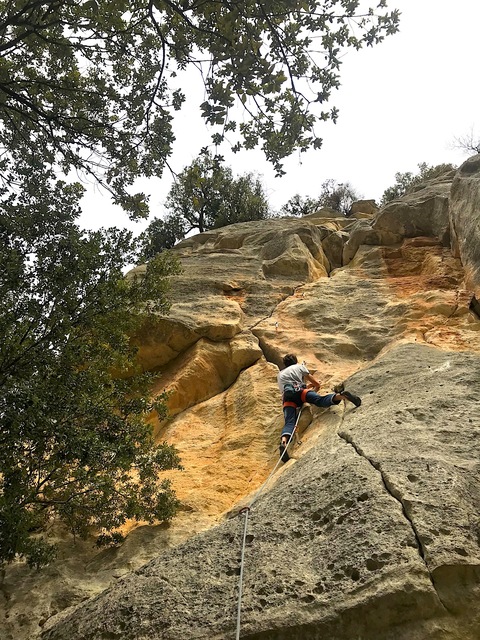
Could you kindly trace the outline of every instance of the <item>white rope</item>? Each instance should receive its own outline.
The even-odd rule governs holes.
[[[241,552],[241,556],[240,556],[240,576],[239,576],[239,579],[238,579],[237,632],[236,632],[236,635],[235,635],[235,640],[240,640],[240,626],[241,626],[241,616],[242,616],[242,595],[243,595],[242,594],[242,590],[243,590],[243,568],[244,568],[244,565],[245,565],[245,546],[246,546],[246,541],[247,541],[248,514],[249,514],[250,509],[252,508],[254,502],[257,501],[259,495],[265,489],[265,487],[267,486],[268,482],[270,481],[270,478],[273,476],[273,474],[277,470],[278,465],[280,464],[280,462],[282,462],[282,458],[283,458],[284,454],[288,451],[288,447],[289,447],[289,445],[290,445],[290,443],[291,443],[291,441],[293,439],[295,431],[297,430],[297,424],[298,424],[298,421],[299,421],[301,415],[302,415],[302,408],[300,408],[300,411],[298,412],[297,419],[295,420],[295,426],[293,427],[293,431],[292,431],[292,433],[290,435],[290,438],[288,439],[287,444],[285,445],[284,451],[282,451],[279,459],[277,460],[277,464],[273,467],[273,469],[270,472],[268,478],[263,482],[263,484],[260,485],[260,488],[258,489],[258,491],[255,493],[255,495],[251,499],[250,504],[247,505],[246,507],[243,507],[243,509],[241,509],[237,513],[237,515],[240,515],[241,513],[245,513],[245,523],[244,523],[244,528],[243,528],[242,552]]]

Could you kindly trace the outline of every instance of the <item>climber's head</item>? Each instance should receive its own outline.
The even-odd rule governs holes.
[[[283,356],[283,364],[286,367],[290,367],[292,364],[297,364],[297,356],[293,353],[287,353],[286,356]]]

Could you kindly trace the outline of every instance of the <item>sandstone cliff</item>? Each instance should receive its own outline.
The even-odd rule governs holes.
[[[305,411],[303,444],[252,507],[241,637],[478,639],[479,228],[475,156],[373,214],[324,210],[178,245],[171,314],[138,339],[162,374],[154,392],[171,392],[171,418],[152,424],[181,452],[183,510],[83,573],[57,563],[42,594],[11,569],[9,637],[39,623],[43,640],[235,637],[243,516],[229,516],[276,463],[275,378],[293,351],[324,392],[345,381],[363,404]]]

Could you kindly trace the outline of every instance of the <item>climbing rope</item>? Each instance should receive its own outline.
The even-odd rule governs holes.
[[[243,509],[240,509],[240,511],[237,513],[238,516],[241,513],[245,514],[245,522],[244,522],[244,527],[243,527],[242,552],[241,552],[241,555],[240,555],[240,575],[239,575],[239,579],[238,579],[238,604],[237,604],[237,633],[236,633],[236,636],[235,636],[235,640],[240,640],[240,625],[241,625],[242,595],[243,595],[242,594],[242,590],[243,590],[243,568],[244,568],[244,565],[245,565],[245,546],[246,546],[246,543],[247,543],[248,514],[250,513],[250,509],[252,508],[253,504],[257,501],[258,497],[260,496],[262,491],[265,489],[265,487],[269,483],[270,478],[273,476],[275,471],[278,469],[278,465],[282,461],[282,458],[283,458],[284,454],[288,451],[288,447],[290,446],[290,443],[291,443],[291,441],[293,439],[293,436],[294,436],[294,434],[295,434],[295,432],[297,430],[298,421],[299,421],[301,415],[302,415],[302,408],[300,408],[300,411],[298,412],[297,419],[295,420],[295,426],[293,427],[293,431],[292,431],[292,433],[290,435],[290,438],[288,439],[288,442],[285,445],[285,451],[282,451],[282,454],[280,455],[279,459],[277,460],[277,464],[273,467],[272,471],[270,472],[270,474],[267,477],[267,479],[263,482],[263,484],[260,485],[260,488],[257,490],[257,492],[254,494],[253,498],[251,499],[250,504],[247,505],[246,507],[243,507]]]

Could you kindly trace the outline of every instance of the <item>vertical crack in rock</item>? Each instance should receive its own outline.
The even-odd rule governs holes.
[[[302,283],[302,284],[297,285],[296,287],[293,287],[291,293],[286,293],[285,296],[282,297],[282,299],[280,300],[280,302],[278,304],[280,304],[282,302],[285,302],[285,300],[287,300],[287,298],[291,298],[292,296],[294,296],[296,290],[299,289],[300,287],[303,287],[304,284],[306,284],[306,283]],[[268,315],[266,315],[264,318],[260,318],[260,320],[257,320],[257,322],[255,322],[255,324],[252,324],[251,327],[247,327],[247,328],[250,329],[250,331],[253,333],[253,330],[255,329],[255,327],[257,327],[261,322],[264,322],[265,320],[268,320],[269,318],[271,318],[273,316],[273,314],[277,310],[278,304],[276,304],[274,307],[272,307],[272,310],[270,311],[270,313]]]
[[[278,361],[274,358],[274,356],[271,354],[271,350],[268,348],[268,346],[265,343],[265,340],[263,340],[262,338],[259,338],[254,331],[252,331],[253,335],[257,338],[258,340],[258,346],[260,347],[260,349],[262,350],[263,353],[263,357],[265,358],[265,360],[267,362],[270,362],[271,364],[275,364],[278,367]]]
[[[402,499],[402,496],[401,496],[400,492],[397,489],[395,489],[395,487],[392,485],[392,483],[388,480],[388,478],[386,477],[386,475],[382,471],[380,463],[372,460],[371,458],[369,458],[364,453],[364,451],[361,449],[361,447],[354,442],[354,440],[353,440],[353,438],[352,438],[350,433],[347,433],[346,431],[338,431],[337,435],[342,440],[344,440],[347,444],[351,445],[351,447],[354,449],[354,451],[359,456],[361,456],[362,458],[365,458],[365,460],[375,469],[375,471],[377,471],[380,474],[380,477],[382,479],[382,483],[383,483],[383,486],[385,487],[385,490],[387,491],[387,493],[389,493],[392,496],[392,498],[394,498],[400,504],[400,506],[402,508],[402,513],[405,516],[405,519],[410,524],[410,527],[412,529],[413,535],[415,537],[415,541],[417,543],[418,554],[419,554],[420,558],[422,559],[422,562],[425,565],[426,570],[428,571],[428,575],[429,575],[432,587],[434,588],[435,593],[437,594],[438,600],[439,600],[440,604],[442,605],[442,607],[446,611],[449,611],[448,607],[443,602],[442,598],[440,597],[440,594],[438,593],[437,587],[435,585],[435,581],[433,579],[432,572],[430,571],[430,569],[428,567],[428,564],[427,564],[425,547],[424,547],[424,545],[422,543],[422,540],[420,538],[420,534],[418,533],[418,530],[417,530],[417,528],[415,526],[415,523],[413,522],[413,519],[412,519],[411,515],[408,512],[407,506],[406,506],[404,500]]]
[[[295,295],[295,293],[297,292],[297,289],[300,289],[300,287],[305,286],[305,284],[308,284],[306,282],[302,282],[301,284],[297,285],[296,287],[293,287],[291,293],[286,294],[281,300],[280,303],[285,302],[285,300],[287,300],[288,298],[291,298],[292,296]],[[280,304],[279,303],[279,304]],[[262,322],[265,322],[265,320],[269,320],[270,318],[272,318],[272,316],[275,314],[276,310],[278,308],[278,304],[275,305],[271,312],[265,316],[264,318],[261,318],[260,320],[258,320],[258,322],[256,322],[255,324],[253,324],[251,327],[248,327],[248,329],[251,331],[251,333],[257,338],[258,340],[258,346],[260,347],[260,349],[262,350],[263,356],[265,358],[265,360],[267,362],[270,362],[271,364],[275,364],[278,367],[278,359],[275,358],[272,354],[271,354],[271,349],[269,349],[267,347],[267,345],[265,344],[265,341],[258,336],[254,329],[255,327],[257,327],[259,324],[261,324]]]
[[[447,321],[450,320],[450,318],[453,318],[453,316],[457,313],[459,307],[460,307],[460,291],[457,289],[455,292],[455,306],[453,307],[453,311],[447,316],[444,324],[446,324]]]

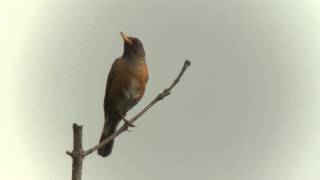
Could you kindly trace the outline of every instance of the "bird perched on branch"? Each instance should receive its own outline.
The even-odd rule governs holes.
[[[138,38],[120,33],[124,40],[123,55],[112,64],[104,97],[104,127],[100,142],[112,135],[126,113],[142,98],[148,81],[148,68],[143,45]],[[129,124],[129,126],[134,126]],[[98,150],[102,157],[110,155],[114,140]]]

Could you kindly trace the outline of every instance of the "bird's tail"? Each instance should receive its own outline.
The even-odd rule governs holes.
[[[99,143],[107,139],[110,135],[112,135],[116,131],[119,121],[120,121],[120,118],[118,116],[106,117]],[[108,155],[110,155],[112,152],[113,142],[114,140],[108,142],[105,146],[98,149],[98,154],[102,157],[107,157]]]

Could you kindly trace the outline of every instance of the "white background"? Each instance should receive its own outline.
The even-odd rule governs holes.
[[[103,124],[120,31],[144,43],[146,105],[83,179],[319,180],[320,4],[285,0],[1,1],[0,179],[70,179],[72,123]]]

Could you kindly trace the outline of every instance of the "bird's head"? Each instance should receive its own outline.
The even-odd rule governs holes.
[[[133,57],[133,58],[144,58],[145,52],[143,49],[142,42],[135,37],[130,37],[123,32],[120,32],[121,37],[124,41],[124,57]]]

* * *

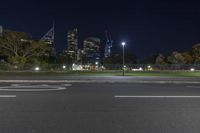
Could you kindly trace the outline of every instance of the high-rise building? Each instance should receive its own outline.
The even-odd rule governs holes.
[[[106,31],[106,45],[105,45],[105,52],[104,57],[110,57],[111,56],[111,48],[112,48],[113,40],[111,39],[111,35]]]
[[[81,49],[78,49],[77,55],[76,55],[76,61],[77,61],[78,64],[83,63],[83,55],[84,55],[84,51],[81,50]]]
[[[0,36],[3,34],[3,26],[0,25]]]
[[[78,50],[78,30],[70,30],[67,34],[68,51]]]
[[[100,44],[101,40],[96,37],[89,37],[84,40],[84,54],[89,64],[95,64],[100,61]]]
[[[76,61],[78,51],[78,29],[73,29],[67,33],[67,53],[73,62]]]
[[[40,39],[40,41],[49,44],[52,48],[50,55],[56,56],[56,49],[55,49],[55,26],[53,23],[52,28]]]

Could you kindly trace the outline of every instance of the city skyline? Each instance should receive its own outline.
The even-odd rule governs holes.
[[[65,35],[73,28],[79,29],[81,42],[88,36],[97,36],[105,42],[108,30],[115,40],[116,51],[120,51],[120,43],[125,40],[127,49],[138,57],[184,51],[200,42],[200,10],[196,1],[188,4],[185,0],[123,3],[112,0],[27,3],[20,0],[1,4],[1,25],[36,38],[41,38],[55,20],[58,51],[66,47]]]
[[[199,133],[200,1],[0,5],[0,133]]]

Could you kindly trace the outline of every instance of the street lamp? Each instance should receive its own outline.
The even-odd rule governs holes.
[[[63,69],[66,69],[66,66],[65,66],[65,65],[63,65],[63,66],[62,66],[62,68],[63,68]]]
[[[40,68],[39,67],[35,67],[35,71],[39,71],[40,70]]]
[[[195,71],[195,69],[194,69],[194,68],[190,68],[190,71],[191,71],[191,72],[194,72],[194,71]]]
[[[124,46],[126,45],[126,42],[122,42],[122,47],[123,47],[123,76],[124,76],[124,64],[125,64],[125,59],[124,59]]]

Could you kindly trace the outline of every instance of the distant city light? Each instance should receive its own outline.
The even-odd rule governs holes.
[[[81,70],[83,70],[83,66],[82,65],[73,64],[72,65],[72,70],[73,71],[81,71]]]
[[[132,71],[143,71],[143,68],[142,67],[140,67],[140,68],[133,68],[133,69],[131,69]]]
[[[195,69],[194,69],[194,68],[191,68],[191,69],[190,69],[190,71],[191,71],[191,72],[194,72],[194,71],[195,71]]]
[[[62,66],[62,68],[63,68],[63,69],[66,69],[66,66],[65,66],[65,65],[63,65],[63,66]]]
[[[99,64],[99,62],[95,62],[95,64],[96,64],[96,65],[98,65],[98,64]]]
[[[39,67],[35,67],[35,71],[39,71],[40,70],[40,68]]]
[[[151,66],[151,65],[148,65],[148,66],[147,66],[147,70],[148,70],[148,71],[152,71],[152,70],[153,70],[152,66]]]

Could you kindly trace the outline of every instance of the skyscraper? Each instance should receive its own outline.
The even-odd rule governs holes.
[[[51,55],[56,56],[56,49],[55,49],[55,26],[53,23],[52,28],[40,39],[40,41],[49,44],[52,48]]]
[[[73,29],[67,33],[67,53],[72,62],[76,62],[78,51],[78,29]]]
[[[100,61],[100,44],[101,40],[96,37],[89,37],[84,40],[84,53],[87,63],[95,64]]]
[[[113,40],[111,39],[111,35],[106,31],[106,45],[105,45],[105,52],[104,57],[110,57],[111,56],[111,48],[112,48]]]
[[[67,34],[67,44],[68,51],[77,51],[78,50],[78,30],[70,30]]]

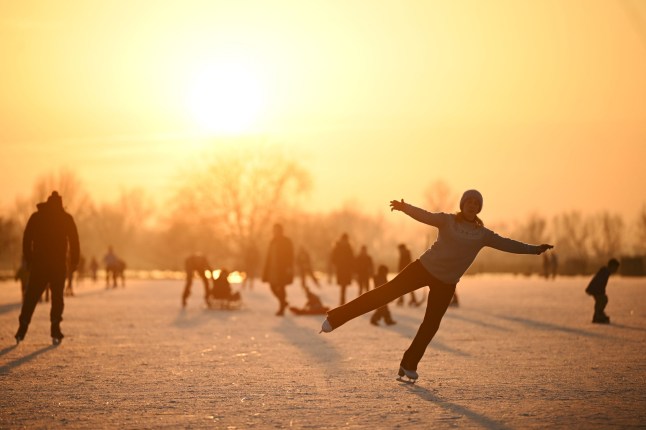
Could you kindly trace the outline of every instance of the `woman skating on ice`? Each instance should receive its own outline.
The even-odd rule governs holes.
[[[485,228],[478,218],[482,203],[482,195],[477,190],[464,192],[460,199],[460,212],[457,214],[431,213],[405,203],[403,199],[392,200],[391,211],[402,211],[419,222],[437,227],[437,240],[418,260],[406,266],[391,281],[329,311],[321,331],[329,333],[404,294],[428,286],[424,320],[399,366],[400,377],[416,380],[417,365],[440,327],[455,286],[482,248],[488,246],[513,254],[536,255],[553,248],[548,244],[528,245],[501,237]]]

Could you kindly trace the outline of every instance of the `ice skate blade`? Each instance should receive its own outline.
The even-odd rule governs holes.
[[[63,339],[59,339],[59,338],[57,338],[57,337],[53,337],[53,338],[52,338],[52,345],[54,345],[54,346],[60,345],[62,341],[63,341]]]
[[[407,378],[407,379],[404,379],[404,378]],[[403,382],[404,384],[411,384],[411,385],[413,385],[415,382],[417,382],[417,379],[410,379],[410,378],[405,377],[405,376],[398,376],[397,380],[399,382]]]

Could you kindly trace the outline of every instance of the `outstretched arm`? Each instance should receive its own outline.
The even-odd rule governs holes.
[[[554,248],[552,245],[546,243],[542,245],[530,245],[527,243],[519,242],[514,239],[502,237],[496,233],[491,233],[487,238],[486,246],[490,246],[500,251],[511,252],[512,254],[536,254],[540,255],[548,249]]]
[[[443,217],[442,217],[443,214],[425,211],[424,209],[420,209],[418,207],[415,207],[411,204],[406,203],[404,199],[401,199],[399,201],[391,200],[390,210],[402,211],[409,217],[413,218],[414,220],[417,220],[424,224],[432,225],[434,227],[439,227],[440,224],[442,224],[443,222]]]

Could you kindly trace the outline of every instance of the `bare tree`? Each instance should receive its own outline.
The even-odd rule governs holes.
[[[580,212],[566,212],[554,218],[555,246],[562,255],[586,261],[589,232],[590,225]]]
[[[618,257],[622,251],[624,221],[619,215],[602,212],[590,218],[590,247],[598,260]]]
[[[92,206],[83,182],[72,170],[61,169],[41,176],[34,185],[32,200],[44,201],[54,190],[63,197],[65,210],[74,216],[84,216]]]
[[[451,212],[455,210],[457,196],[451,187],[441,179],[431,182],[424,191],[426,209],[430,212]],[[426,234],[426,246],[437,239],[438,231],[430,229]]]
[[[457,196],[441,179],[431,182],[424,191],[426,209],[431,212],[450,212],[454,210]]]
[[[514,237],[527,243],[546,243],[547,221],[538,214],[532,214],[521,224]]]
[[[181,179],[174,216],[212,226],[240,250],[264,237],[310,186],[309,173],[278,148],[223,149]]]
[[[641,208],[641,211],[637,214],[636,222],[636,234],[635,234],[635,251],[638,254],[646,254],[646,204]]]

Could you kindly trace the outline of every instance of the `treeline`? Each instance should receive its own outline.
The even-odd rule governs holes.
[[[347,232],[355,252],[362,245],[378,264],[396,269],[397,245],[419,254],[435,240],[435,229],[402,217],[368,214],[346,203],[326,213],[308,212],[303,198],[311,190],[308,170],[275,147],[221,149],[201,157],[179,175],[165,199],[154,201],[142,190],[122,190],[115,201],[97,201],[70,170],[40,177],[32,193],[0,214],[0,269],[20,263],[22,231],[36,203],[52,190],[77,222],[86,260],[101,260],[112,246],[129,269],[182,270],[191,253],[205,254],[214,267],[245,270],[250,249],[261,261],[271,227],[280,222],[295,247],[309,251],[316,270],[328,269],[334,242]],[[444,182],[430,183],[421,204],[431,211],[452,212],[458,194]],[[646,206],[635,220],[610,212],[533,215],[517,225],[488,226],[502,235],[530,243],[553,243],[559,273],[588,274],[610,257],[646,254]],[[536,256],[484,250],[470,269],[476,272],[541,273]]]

* * *

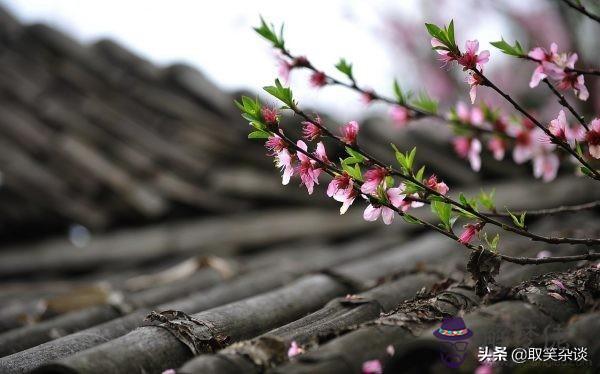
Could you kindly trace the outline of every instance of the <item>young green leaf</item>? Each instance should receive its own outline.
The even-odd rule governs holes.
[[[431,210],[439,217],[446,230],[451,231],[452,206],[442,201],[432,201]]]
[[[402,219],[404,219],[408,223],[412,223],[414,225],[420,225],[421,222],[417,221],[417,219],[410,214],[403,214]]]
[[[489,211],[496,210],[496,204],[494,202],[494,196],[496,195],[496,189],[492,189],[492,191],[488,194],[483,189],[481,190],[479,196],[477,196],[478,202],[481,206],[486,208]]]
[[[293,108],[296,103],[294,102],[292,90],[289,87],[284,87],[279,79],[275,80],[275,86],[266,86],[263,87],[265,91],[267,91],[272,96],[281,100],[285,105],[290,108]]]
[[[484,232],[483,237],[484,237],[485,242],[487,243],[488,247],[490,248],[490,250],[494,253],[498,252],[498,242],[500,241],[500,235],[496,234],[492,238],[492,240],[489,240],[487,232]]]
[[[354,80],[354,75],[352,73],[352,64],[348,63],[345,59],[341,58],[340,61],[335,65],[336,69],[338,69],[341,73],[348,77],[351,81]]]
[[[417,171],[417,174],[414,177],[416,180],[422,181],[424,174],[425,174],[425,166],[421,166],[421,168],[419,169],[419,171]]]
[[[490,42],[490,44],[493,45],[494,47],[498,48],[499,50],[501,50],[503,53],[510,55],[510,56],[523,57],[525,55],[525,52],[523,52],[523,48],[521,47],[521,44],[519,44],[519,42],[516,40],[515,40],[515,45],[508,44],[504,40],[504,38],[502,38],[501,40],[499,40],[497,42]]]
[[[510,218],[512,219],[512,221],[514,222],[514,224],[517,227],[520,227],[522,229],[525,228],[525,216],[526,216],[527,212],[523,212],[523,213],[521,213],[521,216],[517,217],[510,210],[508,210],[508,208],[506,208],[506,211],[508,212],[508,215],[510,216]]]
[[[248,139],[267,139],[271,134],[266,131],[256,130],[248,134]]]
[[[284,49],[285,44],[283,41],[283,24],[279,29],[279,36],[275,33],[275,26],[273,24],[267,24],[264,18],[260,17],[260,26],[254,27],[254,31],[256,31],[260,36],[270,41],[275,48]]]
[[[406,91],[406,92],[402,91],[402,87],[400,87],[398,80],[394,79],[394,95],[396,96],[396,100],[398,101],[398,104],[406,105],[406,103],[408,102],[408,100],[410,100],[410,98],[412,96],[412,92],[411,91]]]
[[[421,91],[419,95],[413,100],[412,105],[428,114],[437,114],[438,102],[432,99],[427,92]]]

* * *

# [What you are asked to do]
Search the data and copy each line containing "white".

# [Exercise result]
Could you kindly trace the outline of every instance of the <item>white rope</item>? Each instance should receive its own outline.
Could you kindly trace the outline of every instance of the "white background"? Each instance should receive its own outline.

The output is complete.